• What you have to do: Which lines in the data contain the word "lanyard"? Please copy each of them.

=== Material for this task ===

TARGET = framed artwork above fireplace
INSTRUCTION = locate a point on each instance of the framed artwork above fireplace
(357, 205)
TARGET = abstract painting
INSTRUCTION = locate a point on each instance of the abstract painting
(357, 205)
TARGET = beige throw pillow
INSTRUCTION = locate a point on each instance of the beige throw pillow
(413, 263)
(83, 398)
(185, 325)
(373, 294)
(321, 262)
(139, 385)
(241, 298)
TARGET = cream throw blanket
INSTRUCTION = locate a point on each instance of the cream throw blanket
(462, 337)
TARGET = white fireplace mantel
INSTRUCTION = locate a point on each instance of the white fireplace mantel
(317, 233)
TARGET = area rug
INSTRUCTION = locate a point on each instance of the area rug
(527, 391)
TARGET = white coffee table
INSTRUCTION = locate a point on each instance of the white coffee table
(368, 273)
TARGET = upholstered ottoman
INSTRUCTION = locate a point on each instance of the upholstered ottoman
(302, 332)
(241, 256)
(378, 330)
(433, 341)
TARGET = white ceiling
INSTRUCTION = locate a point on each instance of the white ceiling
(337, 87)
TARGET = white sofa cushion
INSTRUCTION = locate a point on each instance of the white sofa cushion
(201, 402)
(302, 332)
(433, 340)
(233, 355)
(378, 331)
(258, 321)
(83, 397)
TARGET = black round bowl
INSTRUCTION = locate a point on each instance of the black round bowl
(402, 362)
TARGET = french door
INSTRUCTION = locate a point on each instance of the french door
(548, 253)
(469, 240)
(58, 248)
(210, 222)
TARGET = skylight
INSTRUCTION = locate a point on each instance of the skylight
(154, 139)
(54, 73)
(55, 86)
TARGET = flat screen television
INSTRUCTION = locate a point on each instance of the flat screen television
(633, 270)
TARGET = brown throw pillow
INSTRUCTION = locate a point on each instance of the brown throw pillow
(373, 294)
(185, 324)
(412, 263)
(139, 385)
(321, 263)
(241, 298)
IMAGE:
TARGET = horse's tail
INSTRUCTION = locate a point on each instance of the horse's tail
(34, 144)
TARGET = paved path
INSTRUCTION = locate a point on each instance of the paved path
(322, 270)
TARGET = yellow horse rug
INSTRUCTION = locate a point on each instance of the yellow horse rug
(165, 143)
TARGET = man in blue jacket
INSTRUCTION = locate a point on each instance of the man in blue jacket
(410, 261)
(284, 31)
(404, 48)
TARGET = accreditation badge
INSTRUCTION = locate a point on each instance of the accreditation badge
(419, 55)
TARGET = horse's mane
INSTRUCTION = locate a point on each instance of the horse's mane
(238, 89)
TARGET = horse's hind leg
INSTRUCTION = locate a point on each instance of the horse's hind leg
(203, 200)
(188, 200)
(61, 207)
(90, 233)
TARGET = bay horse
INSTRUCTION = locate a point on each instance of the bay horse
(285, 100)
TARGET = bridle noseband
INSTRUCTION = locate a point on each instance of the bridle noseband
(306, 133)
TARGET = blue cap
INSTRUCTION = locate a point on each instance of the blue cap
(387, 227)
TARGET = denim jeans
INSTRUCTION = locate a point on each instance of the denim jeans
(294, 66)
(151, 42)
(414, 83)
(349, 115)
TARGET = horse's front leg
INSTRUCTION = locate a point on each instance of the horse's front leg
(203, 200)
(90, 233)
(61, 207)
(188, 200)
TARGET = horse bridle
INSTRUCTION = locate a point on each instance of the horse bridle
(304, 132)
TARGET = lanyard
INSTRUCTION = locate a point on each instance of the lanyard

===

• Answer to this task:
TARGET = lanyard
INSTRUCTION = locate a point on each instance of the lanyard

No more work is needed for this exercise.